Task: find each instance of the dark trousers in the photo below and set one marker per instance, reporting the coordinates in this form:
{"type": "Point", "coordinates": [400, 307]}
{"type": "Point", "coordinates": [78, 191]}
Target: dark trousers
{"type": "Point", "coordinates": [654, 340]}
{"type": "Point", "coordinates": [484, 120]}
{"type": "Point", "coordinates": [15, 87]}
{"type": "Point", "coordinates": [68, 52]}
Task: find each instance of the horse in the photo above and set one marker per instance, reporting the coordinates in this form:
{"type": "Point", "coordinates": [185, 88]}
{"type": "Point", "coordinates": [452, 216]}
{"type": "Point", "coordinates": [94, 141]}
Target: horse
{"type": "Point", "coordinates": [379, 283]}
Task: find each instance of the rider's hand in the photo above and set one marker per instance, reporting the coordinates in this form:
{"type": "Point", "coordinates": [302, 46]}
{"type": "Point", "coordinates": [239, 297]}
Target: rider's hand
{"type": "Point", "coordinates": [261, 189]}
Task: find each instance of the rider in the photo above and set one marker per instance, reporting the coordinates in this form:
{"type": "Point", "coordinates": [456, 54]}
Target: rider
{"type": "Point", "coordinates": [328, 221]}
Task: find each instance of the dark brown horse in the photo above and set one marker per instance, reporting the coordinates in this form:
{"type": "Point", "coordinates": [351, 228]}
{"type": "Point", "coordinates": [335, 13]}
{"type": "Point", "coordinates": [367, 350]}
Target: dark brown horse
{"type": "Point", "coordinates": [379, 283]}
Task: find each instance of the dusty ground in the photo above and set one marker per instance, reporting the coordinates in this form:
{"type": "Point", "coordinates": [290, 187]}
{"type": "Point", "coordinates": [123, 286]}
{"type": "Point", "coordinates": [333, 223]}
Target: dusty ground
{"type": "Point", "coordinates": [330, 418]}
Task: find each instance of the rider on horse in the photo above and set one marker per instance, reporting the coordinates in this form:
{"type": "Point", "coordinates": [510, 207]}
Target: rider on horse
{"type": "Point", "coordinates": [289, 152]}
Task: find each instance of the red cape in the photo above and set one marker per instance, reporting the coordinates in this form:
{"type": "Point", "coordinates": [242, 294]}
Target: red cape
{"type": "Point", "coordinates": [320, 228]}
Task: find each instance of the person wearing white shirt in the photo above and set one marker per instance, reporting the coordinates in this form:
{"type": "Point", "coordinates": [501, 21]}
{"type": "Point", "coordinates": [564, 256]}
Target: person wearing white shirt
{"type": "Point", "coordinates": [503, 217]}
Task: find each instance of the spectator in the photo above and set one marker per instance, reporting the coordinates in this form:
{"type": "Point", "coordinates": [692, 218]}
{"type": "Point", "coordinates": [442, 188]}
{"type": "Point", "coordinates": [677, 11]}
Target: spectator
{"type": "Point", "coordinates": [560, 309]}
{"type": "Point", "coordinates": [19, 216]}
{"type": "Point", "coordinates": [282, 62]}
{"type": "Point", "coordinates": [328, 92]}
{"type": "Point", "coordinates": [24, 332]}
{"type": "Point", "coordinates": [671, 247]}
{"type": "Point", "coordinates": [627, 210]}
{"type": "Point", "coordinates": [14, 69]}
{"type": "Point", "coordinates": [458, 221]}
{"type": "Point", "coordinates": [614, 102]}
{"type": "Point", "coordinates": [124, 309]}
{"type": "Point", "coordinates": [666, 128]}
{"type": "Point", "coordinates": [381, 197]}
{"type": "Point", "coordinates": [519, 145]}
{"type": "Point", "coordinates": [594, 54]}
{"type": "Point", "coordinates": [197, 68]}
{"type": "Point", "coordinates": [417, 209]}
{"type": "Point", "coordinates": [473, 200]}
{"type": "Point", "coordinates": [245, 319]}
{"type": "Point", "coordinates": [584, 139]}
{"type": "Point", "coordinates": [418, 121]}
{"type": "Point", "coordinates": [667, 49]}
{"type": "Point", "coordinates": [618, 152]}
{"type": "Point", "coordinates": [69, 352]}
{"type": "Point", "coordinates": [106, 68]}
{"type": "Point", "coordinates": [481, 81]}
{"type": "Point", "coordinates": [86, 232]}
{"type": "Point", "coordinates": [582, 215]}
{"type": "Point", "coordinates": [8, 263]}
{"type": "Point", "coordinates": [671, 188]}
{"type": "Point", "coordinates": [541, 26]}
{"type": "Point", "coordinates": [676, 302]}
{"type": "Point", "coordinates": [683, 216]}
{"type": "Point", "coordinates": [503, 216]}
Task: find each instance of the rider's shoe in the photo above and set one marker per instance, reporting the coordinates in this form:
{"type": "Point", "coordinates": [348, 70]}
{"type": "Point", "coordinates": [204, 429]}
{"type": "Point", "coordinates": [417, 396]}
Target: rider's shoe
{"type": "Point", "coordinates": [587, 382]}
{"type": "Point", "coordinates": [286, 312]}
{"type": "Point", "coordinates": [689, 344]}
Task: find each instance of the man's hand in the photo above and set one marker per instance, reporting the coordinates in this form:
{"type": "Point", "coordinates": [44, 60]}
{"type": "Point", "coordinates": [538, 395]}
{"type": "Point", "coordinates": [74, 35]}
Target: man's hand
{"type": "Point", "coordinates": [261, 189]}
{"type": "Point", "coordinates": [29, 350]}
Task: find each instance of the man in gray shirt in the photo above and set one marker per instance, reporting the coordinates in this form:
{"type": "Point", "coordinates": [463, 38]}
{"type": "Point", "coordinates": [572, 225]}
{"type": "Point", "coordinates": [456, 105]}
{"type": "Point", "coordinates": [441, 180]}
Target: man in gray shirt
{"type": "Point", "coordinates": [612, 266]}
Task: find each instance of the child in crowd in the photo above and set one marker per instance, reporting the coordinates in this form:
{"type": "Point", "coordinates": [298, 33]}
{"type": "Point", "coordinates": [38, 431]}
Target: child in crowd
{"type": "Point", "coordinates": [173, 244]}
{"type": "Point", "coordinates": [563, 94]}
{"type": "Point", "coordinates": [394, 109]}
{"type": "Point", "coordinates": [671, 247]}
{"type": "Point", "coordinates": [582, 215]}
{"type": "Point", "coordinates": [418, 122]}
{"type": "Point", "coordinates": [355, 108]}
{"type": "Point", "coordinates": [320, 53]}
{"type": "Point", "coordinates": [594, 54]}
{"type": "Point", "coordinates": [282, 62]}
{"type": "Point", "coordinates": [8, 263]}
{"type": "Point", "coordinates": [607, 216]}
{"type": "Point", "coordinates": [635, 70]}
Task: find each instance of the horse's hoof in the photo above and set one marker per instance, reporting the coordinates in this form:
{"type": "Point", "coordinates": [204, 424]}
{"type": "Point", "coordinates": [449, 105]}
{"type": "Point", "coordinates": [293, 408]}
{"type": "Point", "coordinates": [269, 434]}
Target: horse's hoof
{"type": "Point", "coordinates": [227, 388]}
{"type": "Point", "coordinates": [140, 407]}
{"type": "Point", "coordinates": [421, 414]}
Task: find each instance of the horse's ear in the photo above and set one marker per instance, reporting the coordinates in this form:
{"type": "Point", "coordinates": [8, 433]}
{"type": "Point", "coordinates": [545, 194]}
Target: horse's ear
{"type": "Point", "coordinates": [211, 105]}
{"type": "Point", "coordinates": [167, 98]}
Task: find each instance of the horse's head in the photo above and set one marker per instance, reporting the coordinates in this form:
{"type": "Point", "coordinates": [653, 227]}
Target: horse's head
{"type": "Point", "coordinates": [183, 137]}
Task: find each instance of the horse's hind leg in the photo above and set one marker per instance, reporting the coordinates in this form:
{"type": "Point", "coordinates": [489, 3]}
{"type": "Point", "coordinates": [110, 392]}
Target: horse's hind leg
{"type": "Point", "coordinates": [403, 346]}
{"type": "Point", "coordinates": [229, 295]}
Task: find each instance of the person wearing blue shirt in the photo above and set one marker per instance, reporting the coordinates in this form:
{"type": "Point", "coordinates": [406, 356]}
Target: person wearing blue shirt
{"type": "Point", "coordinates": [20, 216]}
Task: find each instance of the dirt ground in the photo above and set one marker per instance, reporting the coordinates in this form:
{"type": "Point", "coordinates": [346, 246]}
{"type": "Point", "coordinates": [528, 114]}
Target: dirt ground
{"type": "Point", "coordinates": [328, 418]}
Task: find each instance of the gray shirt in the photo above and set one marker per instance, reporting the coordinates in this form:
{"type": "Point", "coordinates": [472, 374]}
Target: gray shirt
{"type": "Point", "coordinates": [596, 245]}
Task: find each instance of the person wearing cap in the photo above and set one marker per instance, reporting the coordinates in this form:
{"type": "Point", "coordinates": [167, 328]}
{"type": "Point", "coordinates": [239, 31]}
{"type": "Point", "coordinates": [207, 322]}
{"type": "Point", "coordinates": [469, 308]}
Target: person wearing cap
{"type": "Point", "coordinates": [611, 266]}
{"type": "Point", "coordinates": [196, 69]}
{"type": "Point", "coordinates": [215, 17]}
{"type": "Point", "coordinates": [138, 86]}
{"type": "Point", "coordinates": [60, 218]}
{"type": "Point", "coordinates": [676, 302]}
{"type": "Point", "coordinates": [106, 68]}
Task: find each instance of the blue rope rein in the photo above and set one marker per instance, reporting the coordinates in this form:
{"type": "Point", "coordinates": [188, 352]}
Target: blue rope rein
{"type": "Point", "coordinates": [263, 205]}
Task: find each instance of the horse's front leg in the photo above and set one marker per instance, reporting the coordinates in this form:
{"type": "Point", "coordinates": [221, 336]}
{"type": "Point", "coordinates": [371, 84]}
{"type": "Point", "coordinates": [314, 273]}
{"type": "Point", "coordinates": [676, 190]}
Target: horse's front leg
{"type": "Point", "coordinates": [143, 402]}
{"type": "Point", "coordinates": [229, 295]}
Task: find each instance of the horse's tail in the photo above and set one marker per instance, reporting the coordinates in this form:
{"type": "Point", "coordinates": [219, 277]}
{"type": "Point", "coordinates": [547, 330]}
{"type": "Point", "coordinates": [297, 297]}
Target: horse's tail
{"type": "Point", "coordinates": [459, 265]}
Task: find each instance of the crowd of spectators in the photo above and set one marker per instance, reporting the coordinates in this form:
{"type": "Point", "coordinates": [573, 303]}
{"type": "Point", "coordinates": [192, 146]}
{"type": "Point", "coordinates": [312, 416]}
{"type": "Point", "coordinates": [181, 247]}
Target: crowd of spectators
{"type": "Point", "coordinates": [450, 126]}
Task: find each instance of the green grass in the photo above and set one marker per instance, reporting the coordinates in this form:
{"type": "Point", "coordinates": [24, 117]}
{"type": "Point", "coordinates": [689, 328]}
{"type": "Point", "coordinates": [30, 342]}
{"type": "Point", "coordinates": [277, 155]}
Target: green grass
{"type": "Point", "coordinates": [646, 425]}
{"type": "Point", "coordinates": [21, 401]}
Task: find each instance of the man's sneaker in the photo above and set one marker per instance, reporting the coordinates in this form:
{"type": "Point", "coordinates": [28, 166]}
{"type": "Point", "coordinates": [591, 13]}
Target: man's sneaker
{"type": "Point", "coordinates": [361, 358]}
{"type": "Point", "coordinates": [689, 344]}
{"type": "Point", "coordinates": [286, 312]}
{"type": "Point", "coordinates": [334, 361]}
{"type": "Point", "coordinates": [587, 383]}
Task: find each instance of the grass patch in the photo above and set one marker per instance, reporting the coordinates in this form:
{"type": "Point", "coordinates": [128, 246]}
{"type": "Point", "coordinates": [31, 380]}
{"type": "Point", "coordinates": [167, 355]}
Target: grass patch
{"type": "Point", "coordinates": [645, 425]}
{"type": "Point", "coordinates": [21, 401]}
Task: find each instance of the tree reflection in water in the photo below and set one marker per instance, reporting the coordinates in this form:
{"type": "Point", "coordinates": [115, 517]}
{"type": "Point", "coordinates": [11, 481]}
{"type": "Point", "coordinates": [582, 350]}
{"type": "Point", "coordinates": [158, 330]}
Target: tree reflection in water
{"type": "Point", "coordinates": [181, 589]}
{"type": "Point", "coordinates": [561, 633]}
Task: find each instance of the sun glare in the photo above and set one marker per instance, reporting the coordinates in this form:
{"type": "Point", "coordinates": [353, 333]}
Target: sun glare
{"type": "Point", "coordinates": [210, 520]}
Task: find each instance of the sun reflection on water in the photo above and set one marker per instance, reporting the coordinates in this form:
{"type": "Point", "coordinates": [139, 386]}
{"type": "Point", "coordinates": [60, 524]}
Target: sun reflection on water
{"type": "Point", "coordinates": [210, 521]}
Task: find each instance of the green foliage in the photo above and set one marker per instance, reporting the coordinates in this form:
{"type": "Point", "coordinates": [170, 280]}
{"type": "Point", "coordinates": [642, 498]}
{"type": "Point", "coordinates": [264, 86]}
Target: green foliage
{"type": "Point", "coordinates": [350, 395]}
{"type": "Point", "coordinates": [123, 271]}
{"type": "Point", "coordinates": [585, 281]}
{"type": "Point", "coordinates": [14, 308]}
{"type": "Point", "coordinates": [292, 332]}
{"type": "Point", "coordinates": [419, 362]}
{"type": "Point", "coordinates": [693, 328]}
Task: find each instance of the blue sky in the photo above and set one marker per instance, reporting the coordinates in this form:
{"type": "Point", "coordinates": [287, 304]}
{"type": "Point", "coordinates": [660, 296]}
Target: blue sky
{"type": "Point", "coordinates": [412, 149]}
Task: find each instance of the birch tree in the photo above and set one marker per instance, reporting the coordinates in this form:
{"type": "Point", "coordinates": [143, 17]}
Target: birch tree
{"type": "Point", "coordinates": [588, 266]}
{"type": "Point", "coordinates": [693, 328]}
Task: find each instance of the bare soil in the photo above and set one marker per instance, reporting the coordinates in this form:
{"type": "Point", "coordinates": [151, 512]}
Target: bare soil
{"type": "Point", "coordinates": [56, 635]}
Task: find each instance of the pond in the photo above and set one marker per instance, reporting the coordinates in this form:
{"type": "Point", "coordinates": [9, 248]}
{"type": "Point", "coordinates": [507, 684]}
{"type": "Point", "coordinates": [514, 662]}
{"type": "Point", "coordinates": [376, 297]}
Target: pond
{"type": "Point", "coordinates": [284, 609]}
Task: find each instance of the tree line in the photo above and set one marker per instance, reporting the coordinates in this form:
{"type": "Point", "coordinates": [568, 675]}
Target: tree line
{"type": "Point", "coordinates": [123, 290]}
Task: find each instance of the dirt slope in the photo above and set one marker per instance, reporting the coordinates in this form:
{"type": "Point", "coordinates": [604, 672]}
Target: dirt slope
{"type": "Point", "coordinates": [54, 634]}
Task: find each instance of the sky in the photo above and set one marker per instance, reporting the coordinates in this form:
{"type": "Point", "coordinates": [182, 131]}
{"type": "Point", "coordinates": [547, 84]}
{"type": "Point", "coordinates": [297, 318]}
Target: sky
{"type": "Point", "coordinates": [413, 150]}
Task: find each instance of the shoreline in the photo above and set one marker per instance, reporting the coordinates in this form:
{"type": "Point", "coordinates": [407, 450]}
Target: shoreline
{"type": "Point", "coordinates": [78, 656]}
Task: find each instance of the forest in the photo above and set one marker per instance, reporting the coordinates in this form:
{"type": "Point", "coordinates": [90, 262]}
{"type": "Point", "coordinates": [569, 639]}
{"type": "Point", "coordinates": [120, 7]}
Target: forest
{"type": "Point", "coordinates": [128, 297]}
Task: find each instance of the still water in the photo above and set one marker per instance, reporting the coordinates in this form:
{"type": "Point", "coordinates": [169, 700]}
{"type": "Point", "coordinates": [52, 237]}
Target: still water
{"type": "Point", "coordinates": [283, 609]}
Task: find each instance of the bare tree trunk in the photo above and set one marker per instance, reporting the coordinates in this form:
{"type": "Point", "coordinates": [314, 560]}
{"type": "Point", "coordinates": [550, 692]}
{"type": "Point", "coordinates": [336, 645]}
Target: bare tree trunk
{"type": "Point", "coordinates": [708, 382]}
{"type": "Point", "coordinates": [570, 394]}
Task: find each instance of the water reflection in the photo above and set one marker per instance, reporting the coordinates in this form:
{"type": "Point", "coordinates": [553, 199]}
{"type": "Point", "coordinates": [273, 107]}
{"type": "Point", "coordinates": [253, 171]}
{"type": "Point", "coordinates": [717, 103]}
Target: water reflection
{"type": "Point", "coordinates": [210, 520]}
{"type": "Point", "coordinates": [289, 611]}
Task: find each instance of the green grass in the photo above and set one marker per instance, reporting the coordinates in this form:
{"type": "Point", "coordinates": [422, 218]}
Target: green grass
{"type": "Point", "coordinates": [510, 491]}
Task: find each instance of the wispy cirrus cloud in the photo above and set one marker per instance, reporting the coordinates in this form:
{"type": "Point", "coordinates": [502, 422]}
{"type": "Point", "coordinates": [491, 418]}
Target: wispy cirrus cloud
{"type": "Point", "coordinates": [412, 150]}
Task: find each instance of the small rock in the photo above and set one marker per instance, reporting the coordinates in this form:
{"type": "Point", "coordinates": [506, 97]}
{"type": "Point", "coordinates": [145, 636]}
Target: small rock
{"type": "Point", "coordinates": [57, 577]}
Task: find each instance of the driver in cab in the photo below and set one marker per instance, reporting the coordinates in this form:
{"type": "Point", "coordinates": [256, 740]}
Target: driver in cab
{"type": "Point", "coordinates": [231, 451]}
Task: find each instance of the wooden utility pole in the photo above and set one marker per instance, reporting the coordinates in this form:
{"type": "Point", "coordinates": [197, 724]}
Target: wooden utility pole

----------------

Goal
Return, word for word, every line from the line with "Task: find each instance of the driver" to the final line of the data.

Final result
Task: find each instance of the driver in cab in the photo below and set one marker per instance, reporting the coordinates in this form:
{"type": "Point", "coordinates": [256, 740]}
Target: driver in cab
{"type": "Point", "coordinates": [231, 451]}
Task: find each instance of the wooden utility pole in the photo above and set one marker per instance, reporting the coordinates in this form:
{"type": "Point", "coordinates": [197, 724]}
Target: wooden utility pole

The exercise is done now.